[WHAT THE EXERCISE ASKS] Please edit the records from their start through the line containing "0,586,166,664", changing every "ginger cat's" to "orange cat's" and keeping everything else the same. Return only those lines, without the pictures.

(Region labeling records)
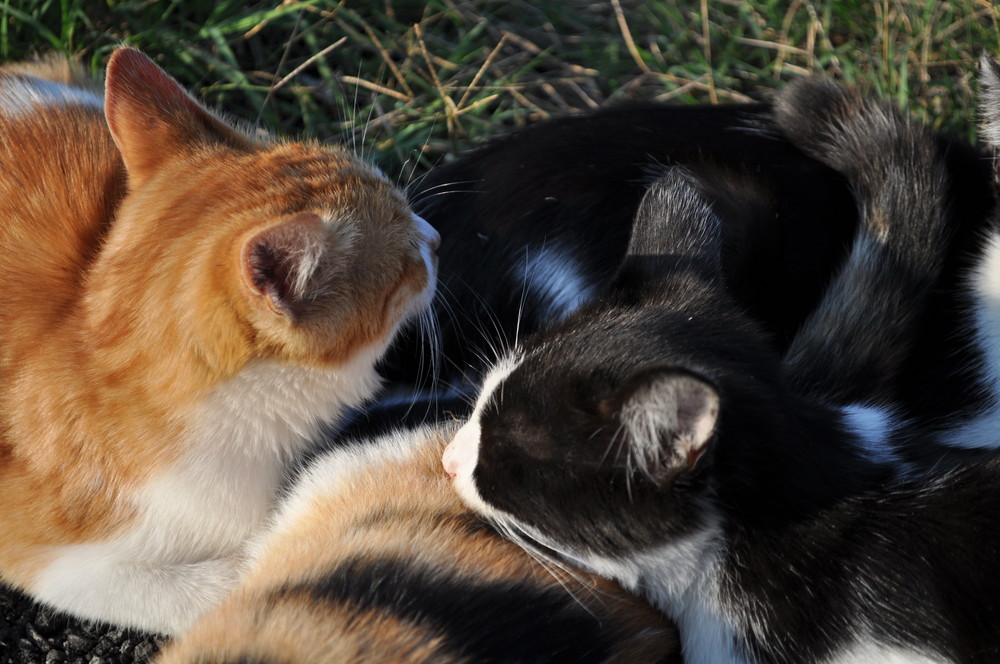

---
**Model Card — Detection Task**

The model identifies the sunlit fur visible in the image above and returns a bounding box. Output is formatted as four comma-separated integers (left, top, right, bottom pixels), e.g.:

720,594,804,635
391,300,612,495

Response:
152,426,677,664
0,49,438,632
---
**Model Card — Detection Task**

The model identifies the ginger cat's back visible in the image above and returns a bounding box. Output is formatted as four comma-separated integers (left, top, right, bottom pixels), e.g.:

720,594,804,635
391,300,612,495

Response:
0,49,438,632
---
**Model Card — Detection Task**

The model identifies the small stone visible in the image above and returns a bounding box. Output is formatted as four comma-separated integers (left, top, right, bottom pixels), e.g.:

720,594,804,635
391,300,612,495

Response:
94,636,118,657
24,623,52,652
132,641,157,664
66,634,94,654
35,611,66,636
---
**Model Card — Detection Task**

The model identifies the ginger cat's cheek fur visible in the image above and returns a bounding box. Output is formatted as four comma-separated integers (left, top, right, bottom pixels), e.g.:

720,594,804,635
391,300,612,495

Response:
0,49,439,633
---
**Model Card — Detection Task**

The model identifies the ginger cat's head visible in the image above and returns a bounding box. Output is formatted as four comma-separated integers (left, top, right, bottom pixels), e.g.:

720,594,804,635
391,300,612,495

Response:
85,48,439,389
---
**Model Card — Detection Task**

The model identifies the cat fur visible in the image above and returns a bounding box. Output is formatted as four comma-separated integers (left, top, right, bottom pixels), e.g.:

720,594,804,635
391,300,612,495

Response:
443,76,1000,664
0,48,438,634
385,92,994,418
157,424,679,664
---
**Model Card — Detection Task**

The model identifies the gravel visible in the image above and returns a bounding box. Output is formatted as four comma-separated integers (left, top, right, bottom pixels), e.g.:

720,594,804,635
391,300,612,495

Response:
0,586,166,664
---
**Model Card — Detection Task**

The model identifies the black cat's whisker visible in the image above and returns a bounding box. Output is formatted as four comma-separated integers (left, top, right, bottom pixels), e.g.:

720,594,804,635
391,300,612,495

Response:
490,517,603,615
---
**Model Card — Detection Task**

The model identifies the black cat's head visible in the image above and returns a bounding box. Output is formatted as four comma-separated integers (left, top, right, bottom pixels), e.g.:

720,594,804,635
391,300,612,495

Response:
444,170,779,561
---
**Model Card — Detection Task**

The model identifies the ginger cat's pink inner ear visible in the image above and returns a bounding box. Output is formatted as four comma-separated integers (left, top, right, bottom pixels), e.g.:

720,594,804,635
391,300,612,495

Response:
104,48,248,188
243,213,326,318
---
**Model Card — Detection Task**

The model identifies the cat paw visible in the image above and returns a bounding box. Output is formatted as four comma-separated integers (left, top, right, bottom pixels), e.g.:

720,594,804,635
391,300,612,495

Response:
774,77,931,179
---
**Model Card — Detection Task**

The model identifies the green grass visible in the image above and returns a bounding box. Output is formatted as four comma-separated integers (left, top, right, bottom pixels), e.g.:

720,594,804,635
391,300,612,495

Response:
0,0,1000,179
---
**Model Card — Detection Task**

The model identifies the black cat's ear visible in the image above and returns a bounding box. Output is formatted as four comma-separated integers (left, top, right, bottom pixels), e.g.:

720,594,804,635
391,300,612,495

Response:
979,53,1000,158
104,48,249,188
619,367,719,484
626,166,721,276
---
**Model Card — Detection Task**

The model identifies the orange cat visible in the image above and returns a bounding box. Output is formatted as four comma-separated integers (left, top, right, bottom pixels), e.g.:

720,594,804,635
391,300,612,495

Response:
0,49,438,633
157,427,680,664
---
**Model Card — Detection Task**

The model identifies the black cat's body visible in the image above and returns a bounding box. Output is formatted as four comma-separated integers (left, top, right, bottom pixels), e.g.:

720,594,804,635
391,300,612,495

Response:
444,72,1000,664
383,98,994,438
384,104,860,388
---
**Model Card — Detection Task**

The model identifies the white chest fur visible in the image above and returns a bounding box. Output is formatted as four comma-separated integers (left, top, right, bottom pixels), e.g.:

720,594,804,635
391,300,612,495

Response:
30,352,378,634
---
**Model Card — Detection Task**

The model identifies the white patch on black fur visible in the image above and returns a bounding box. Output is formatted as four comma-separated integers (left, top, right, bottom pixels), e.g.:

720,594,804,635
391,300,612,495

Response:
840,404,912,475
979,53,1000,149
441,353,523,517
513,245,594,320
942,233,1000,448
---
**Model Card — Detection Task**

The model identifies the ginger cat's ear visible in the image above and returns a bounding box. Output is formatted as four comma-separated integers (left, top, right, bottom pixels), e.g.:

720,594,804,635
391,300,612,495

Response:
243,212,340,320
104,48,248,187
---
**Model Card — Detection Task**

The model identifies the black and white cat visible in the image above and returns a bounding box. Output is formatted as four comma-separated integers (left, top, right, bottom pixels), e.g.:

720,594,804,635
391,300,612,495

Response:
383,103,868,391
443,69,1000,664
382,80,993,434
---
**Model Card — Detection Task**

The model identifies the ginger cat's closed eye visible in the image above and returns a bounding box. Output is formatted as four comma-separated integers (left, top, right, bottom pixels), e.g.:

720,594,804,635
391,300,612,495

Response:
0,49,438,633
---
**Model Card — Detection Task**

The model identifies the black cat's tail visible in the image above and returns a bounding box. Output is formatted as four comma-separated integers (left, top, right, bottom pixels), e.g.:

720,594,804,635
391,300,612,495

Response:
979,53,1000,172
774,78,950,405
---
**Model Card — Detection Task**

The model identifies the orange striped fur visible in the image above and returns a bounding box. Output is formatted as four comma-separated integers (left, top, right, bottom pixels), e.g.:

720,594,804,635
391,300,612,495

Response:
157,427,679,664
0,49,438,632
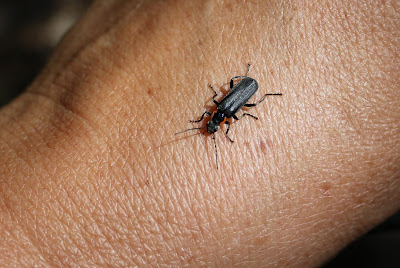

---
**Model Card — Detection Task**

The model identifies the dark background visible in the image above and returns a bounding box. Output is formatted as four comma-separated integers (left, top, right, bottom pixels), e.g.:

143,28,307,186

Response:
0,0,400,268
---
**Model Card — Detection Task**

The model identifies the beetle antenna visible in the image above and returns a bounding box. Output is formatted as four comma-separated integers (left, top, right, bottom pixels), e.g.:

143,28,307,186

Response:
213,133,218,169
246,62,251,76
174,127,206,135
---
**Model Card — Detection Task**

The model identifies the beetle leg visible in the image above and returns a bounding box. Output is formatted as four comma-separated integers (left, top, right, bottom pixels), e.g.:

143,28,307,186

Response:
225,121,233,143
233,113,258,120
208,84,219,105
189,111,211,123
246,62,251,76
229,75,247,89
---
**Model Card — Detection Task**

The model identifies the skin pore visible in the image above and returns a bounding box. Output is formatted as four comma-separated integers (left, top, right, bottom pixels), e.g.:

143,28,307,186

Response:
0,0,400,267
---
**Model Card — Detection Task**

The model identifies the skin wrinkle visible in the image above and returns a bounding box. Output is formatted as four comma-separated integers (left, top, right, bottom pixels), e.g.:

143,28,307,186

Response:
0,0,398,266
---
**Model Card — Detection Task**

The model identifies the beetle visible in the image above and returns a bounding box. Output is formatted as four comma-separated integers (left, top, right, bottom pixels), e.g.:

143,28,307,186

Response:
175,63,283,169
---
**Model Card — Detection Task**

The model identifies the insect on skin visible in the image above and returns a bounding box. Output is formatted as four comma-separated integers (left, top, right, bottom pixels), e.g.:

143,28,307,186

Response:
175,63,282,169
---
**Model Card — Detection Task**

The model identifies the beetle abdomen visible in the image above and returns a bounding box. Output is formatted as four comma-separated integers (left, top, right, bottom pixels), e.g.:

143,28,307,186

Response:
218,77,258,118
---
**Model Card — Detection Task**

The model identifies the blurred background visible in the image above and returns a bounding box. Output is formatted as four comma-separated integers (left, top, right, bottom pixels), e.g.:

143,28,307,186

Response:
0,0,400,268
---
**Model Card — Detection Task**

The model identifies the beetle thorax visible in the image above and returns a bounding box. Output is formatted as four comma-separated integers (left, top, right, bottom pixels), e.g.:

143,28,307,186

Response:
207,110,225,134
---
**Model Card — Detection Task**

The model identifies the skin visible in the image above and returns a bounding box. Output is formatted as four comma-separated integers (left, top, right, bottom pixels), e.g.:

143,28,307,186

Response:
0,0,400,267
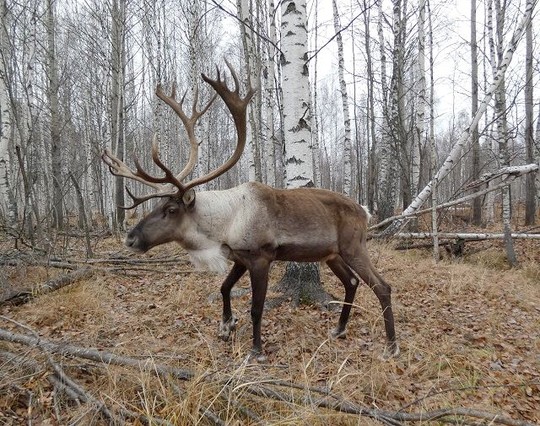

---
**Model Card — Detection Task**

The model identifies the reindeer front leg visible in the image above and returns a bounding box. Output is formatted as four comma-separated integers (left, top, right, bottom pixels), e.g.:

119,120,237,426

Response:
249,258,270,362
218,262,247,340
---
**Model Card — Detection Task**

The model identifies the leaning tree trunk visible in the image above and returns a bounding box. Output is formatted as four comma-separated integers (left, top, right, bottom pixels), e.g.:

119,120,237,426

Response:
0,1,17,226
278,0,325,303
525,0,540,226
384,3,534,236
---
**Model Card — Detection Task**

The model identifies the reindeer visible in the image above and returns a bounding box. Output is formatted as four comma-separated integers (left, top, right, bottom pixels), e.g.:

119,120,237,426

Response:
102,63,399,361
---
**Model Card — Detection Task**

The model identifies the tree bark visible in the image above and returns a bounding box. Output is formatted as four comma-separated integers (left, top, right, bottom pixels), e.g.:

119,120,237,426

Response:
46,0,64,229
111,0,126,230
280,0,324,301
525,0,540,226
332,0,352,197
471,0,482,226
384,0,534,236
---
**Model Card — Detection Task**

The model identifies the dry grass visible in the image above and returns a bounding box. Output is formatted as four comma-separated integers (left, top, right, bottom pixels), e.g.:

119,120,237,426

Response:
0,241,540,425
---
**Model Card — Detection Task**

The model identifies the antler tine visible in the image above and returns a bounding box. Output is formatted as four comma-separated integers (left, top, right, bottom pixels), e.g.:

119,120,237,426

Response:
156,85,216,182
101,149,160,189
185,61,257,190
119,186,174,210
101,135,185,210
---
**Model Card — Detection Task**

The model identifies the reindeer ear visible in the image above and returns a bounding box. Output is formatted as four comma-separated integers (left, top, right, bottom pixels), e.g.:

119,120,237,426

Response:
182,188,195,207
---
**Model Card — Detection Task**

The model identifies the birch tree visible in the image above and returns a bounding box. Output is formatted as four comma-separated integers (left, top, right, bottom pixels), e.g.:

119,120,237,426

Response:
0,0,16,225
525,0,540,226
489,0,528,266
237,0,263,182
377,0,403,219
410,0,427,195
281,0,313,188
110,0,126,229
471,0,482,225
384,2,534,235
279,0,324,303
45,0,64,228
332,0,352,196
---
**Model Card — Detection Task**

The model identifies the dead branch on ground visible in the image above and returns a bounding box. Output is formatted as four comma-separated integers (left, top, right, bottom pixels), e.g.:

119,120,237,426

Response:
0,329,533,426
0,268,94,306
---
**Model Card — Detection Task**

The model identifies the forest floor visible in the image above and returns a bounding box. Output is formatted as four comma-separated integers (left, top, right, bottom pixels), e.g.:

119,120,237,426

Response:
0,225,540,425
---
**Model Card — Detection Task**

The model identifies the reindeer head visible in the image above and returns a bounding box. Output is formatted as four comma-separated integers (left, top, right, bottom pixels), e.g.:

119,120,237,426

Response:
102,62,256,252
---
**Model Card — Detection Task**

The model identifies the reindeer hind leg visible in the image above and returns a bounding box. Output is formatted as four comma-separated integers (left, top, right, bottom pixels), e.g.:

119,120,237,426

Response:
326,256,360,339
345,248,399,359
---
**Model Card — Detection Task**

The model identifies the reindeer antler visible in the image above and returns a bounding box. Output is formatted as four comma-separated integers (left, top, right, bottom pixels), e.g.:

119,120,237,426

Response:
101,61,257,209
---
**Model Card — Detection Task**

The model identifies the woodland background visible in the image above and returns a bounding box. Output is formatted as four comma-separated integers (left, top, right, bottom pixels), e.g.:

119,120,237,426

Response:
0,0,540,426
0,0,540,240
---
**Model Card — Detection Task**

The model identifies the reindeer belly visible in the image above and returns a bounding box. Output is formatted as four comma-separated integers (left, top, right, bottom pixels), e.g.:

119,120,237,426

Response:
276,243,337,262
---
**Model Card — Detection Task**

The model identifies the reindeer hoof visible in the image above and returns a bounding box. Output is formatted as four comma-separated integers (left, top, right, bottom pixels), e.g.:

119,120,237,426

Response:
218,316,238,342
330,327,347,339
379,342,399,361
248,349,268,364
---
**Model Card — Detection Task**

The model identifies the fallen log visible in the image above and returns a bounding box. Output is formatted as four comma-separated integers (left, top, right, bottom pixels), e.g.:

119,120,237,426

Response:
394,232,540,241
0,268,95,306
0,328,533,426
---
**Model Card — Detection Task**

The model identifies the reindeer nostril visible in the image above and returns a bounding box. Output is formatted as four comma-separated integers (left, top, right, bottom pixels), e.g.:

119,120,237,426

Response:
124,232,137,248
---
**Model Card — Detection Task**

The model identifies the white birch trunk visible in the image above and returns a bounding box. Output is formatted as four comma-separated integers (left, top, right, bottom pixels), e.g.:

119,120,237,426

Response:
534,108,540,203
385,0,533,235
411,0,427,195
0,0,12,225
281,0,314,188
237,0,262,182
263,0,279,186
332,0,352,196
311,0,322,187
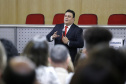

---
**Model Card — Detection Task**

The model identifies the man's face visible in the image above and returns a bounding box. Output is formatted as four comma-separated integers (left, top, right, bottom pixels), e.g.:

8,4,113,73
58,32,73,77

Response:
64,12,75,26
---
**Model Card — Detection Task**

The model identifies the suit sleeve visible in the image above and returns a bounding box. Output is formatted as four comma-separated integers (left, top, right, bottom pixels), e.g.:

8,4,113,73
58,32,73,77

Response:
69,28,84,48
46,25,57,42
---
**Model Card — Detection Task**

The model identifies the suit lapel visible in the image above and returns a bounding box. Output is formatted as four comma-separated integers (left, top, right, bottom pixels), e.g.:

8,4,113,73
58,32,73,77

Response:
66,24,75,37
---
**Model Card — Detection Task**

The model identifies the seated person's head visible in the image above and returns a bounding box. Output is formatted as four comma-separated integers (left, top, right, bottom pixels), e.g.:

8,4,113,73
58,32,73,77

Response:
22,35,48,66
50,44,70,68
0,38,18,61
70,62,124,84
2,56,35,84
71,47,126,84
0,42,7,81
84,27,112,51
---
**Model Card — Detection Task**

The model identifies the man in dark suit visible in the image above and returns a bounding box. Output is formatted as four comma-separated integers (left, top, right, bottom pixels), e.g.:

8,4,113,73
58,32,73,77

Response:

[ANSWER TO THE TASK]
---
**Model Card — Detection Task**

The model identifies the sunlit fur visible in the image above and returns a bounding box. Output is formatted as four comma-separated integers (left, top, right, bottom pixels), e.g.:

720,594,804,635
391,300,612,495

Response:
152,426,677,664
0,49,438,632
---
**Model Card — Detection Task**

The model identifies the orange cat's back visible in the image above and returns a bounding box. Output is formatted as four comma-separated integers (left, top, right, bottom pixels), e.g.:

720,594,804,635
391,300,612,495

Response:
0,49,438,632
---
**Model Card — Detection Task**

The model identifies the small stone visible in the image above and returns a bounding box. Output is formatted as four comma-separated integers (left, top, right, bottom pixels), e.g.:

720,594,804,635
391,300,612,495

Response:
94,636,118,657
24,623,52,652
132,641,157,664
66,634,94,654
35,611,66,636
---
**Model Card — Detection Task**

The model identifies the orange cat's cheek fur visible in the image above and returns a bounding box. Output is formatted as four comma-separated integers (left, top, right, bottom pixels), e.g.:

720,594,804,635
391,300,612,495

Response:
0,49,439,633
---
**Model Card — Detection Task**

The model identifies the orange cat's head visible in the image above and returns a bounding box. Output is formatted as four comma-separated integers (left, top, right, bottom pixels), e.g.:

720,594,804,635
391,300,612,495

Response:
85,48,439,389
---
**Model Card — Detection Task**

The model identifies the cat fur visible in the image above and returns a bounding box. Output is formatted as four comma-separated integers (left, top, right, bottom pixels), e.g.:

720,594,804,635
391,300,612,495

Response:
443,76,1000,664
0,48,438,634
385,92,994,418
157,424,679,664
---
**Model Card — Detection Task**

The model identifies the gravel visible in the image above and returns a bounding box. Output is formatted as four comma-separated integers (left, top, right, bottom pixels), e.g.:

720,594,804,635
391,300,612,495

Response:
0,586,166,664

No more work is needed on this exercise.